### [TASK OBJECTIVE]
Retype exactly the stretch of lines that begins at the line containing "Could you please indicate the black suv" and ends at the last line of the data, with no other lines.

== RECORDS SHOWN ==

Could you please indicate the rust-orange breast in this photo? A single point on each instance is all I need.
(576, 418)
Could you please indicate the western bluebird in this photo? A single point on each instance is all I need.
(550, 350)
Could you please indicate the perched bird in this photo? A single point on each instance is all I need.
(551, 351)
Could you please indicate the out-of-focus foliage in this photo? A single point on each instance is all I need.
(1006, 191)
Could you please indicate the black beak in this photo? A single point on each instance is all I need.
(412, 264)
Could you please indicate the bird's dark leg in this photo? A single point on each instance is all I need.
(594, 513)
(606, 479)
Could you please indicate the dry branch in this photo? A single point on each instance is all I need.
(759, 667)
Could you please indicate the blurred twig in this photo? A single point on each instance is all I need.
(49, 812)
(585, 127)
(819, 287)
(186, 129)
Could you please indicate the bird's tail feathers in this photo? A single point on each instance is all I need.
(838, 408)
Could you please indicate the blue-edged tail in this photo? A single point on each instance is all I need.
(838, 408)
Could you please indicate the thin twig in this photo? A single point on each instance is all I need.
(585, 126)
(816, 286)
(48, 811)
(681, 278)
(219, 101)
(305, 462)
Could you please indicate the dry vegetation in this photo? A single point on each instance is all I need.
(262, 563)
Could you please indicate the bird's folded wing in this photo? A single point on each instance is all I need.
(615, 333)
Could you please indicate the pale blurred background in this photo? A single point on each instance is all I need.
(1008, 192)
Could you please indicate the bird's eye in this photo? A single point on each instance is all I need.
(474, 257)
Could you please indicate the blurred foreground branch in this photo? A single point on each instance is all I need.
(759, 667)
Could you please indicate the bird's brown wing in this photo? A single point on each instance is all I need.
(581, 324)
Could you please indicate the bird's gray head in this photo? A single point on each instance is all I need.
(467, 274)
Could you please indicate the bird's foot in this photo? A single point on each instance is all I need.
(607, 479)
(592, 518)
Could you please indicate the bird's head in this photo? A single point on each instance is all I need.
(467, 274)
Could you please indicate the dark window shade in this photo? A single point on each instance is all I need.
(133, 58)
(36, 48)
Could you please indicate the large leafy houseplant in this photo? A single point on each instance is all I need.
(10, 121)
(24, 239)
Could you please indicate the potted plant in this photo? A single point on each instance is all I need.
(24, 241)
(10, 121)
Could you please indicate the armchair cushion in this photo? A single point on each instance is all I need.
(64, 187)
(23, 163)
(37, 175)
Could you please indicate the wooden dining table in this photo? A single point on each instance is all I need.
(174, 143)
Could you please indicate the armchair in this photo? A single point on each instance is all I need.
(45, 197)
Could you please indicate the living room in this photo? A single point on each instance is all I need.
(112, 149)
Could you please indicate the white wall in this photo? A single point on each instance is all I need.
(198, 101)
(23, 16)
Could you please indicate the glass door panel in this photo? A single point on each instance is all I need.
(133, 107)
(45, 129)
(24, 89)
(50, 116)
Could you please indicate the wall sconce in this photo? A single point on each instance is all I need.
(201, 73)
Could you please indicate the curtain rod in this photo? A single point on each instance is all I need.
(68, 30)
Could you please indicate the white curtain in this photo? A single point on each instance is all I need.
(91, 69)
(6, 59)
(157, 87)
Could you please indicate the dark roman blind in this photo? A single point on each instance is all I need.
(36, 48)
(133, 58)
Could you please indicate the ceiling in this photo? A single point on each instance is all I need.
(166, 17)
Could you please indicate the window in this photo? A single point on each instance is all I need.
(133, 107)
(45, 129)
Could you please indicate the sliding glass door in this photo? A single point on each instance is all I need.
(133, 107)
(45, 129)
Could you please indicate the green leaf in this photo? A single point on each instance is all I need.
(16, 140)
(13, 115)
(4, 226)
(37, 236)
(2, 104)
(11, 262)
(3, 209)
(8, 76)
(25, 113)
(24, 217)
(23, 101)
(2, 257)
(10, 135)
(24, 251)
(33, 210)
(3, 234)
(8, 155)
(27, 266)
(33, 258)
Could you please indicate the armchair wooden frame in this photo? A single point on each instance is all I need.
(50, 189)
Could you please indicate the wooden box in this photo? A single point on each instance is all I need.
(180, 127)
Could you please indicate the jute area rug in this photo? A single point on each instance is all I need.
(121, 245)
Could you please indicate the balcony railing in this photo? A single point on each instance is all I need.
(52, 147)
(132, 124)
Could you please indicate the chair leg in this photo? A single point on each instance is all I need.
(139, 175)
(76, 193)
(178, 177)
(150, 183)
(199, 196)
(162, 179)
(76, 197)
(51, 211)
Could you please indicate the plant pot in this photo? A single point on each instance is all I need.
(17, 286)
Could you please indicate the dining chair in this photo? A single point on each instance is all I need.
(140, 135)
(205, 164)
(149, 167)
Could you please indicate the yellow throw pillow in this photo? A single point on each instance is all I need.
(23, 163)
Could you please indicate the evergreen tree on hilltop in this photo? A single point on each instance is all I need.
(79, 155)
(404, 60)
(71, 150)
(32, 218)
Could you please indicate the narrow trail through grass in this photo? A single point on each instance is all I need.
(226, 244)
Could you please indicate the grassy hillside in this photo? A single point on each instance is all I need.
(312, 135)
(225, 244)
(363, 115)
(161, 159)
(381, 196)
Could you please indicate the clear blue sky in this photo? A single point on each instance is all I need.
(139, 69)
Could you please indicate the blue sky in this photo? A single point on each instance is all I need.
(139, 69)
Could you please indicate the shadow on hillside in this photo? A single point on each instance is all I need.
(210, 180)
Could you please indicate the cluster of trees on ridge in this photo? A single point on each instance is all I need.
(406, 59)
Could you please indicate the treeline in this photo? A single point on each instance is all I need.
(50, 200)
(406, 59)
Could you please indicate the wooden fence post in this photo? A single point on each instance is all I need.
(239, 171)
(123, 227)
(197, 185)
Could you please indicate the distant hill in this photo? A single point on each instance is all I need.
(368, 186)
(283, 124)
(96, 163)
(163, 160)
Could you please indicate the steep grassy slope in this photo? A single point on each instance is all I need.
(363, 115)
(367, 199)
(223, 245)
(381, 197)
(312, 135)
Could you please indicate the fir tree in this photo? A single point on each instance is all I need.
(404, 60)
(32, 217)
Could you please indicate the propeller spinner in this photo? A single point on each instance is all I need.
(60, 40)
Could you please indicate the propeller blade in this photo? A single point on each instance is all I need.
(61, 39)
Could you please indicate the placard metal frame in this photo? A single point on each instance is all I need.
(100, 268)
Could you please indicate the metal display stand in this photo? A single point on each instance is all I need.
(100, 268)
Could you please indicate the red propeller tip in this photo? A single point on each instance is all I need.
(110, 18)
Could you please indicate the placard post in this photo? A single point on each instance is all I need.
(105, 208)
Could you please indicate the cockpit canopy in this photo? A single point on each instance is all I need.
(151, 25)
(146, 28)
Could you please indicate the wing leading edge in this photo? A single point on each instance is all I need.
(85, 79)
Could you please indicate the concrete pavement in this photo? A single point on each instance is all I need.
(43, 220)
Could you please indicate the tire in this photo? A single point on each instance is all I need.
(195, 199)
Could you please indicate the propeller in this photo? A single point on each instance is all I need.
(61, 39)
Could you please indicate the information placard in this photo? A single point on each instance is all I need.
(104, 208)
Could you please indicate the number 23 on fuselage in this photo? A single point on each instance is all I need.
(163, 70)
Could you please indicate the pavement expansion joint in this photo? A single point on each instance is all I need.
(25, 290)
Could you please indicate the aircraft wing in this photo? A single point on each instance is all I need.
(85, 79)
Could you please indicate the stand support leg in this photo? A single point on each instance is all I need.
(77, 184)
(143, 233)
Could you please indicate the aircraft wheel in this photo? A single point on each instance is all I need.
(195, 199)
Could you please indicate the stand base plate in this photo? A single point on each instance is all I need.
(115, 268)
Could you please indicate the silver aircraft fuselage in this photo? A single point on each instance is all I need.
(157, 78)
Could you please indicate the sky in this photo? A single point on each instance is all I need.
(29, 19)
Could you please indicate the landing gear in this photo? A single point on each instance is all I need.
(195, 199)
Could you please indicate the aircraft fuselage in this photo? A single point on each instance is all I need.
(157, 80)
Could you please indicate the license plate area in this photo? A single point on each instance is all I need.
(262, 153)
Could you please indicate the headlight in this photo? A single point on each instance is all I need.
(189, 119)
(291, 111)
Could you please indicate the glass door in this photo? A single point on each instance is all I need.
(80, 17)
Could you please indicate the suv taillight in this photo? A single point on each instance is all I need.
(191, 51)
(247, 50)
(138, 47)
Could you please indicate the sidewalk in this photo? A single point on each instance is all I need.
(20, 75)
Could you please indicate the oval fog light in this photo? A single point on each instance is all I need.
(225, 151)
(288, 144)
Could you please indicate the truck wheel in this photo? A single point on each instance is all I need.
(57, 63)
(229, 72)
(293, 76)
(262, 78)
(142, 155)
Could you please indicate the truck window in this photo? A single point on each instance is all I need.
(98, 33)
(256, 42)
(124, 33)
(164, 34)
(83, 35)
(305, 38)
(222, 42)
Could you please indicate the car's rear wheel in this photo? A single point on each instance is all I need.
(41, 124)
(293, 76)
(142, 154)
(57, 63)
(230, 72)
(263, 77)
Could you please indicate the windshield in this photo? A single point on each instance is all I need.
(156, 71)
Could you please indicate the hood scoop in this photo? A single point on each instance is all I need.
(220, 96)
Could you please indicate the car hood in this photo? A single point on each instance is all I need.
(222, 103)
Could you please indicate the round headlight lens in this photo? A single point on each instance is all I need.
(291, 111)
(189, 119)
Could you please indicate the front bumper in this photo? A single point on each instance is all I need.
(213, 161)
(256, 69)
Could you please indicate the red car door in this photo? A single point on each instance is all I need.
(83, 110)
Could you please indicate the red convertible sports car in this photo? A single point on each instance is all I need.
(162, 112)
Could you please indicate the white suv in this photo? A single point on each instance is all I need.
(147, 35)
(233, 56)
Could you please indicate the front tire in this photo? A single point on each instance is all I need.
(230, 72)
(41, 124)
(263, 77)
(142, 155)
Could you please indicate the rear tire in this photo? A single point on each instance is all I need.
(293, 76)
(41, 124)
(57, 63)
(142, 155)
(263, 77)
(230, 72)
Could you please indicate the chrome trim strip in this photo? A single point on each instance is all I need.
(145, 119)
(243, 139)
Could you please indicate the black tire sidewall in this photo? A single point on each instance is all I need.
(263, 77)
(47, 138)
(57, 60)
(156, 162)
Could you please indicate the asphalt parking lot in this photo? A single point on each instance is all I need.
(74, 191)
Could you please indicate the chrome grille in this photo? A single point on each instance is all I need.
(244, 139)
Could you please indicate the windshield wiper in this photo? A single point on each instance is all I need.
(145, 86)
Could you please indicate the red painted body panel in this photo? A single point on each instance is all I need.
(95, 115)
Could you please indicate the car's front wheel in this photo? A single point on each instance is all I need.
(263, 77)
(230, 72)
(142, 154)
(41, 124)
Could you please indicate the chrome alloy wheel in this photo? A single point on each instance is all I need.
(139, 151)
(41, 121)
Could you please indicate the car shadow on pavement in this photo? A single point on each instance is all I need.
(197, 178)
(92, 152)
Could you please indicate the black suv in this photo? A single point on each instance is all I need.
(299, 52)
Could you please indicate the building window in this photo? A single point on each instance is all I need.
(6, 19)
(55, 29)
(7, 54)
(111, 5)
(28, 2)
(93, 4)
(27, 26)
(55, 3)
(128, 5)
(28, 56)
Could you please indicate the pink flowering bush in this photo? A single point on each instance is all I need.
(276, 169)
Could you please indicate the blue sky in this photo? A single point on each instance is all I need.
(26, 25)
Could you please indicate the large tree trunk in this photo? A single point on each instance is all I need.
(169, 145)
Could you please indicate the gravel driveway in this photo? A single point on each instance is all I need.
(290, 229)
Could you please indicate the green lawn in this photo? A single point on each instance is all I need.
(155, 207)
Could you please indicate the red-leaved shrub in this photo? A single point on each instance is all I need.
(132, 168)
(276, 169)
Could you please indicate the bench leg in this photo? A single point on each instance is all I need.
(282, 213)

===

### [RESULT FOR THIS EXERCISE]
Could you please indicate the black suv in this photo? A single point on each instance is all I need.
(299, 52)
Could you please indicate the building window in this photo? A single point on each instance is all I need.
(6, 19)
(55, 29)
(7, 54)
(111, 5)
(28, 2)
(93, 4)
(27, 26)
(55, 3)
(128, 5)
(28, 56)
Could you please indicate the pink flowering bush in this photo? A single point on each instance is all I need.
(276, 169)
Could you please indicate the blue sky in this photo? A single point on each instance is all I need.
(26, 25)
Could you please indicate the large tree trunk in this photo? A single point on each instance is all I need.
(169, 145)
Could you please indicate the gravel driveway in this photo? A single point on each instance is all I need.
(290, 229)
Could you please indicate the green lawn in this photo? A single point on each instance is all I need.
(155, 207)
Could you please indicate the red-leaved shrub in this photo? A single point on each instance is all I need.
(132, 168)
(276, 169)
Could you please indicate the bench leg in this photo? A single point on each instance is all I need.
(282, 213)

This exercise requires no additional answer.